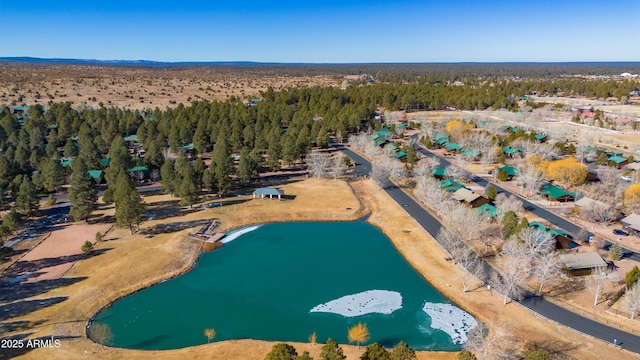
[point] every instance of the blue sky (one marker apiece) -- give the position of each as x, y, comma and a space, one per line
331, 31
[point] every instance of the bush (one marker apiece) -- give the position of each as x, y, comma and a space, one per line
538, 355
86, 247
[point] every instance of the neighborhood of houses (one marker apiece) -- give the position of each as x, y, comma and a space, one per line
576, 251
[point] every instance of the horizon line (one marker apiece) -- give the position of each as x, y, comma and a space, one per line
30, 59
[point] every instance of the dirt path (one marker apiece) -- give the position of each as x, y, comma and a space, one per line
119, 271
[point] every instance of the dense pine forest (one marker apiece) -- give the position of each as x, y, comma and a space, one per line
41, 147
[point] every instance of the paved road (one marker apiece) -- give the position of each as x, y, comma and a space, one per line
538, 304
552, 218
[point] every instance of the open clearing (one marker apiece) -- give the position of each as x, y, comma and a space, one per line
125, 266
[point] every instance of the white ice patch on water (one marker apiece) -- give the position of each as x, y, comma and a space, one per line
372, 301
237, 233
450, 319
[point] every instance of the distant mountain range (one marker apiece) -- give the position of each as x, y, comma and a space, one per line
34, 60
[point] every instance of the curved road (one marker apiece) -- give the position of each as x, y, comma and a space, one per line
535, 303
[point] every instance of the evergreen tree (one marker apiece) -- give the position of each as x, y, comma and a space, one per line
491, 192
82, 195
222, 164
70, 149
200, 169
129, 204
509, 224
188, 190
27, 200
331, 351
52, 175
524, 224
247, 166
322, 140
12, 220
169, 177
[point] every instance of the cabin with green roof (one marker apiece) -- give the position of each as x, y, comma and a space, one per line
513, 151
470, 153
541, 137
556, 193
131, 138
438, 173
618, 161
509, 170
453, 147
487, 210
401, 156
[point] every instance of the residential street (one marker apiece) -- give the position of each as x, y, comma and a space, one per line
537, 304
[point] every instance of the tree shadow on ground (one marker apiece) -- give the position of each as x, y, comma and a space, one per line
31, 344
31, 266
173, 227
12, 292
24, 307
389, 342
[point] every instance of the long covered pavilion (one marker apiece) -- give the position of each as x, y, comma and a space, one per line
271, 192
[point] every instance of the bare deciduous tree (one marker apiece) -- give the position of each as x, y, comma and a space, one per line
506, 203
318, 163
337, 167
456, 172
632, 299
472, 266
536, 243
596, 282
511, 274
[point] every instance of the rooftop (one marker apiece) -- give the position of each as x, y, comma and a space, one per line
585, 260
268, 191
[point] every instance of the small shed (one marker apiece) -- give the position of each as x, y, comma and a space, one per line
580, 264
558, 194
469, 197
271, 192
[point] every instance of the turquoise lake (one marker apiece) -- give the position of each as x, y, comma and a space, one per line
263, 284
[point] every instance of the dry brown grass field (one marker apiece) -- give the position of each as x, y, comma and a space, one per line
143, 87
131, 262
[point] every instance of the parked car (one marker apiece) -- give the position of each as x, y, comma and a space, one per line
620, 232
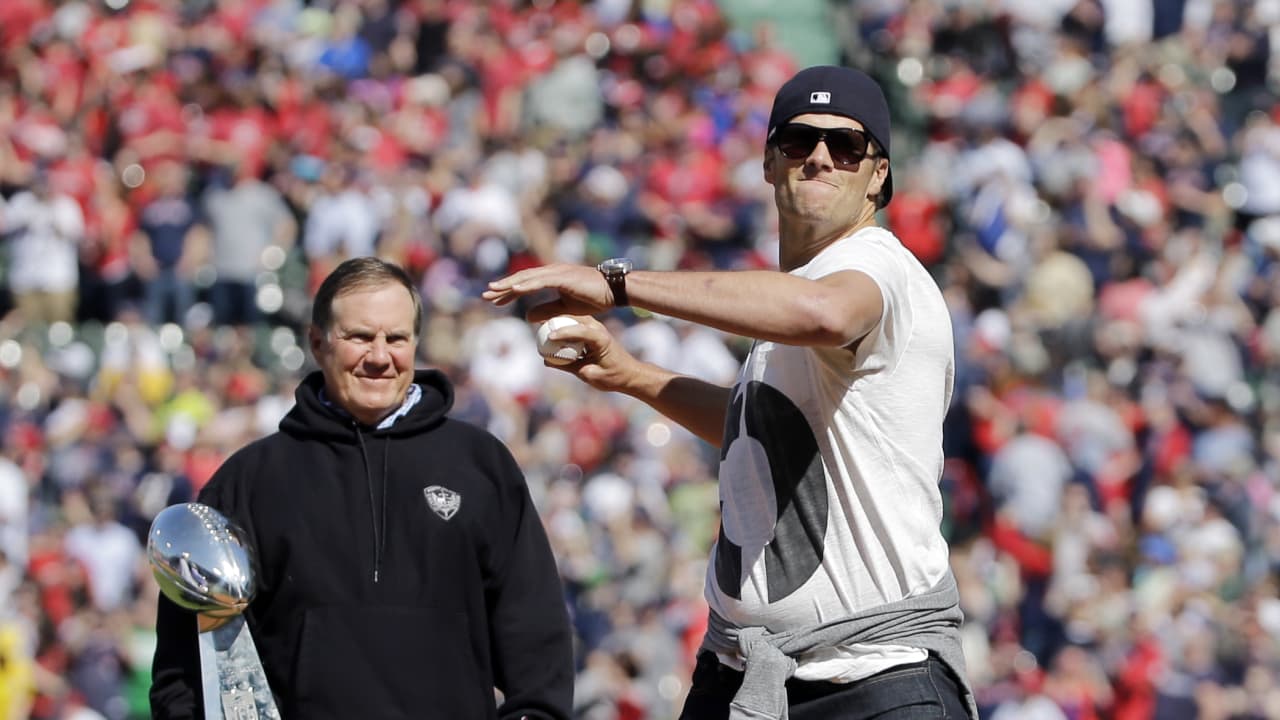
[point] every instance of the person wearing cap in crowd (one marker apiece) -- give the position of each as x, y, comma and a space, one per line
402, 566
830, 587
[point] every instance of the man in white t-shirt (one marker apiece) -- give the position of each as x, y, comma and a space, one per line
830, 588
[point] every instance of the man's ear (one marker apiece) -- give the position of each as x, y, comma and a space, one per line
315, 338
878, 177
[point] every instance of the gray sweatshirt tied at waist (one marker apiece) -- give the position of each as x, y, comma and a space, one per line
928, 621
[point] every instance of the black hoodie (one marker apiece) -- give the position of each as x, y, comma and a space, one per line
401, 572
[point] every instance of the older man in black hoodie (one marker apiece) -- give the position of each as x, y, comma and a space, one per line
402, 568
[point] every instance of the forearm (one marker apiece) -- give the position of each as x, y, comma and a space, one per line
696, 405
758, 304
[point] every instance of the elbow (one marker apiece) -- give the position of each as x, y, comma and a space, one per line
824, 323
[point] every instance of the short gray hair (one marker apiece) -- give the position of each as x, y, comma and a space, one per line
361, 273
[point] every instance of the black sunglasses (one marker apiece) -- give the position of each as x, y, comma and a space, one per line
848, 146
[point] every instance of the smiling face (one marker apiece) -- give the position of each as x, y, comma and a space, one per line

_CHALLENGE_:
Rewrite all the records above with "one marker apiece" replaced by "a single marker each" and every other part left unchanged. Omit the pictures from your answer.

_FULL OUTPUT_:
[point] every instance of the blue sky (a single marker each) -- give the position of each as x, y, comma and a space, one per line
331, 31
[point] every instance of the bush (a single marker each) -- give the position of each as x, y, comma and a space, one per line
538, 355
86, 247
[point] every instance of the neighborhood of houses (a single marker each) -- give the position of each as x, y, comma and a space, one per line
576, 251
[point] every instance of the horizon line (a single marker each) -- give the position of each as x, y, comma and a space, one per line
30, 59
[point] every instance of the dirt path (a single marker each) -- give the position of each as x, y, comma and a space, one per line
119, 271
[point] every instance of the dense pine forest (a single marker each) -- give the position of each as x, y, comma and a space, one per line
41, 147
[point] every instance of the paved road (a single marker each) -- give the position of each as x, y, comma and a space, one per line
538, 304
552, 218
[point] every instance of the open clearing (a single marker each) -- give the position of each as x, y, comma and a space, one per line
125, 266
[point] every instance of the white ice patch on water (a single marker each) -- give the position of each as x, y, comma and a space, one per line
372, 301
237, 233
450, 319
[point] every instance of the distant mountain range (a single marker each) -- give the position of each as x, y, comma and a space, one per line
34, 60
[point] every instance of the curved road (a single marker each) -- give the position of each as x, y, comma and a space, one per line
535, 303
[point] every instance of the evergreen tree (a single marker each) -- give the position of each as x, y, comma and a space, one per line
491, 192
82, 195
222, 164
70, 149
200, 169
129, 204
509, 224
188, 190
27, 200
331, 351
52, 175
524, 224
247, 166
322, 140
12, 220
169, 177
[point] every instance of the cabin with green roof (a single marker each) -- give the position of each as x, y, comma and a space, one per line
513, 151
470, 153
541, 137
556, 193
131, 138
438, 173
618, 161
509, 170
453, 147
487, 210
401, 156
[point] every instance of the residential street (a single marker each) -- give the position of each as x, y, comma and a space, one per line
537, 304
[point] every instance of the tree shadow on ground (a single marker each) -- give the position of each as x, y, comma and a space, one per line
31, 344
31, 266
173, 227
12, 292
24, 307
389, 342
[point] every instance of the long covered pavilion (a single marker each) -- give the position of each as x, y, comma and a space, one per line
271, 192
[point] every instance of the bare deciduous tree (a single marker each) -- give the position of each as x, y, comma and a space, one per line
506, 203
318, 163
337, 167
456, 172
632, 299
472, 266
536, 243
596, 282
511, 274
[point] every instance of the rooftop (a single marker each) -- give the position of each as x, y, comma and a space, one per line
585, 260
268, 191
[point] every instance of the small shed (a single marker each) -- give the position of each as x, y, comma and a space, one per line
580, 264
558, 194
469, 197
271, 192
[point] every instance of the turquoise lake (a single marker each) -- give the position of each as x, y, comma and a space, one per line
263, 284
[point] every instance of the dry brown grass field (a single marker each) -- give the position of each as x, y, comma and a space, one per line
143, 87
131, 262
[point] every instance of the parked car (a single marker each) -- give the position of each as x, y, comma and a space, one per line
620, 232
[point] every instance of the person wearing cap in crowd (a single marker each) -- give the position of each as x, y, comma and a space, one per line
402, 566
830, 587
[point] every instance of the man in white t-shirt (a single marker each) -- give the position of each as x, y, comma and a space, one per line
830, 588
[point] every instance of the man's ear (a single marker each) -- give the position of each as x, y, comma and a space, one per line
315, 338
878, 177
[point] every instance of the gray sweatshirt tied at waist (a single marker each) -- give the position of each as x, y, comma and a space, one per line
928, 621
[point] every instance of the black hoodie (a single marker each) -- give the position of each as x, y, comma and a space, one per line
401, 572
[point] every instance of the older man in black hoodie (a single marker each) -- give the position of each as x, y, comma and a space, one per line
402, 568
[point] every instance of the forearm (a single marker each) -- give the position of each as x, y, comma and a space, one per line
696, 405
758, 304
[point] every instance of the elbow (a single marker each) -- give the position of each as x, y, comma and a space, one per line
824, 323
[point] every instance of the short gray hair (a single marker each) -- give the position of each as x, y, comma and a space, one per line
361, 273
[point] every instance of the black sunglasses (a single marker each) -- give the position of each as x, y, comma and a space, one per line
848, 146
[point] every instance of the smiling face (a single marker each) -- give the position of each as x, y, comma and a space, one per line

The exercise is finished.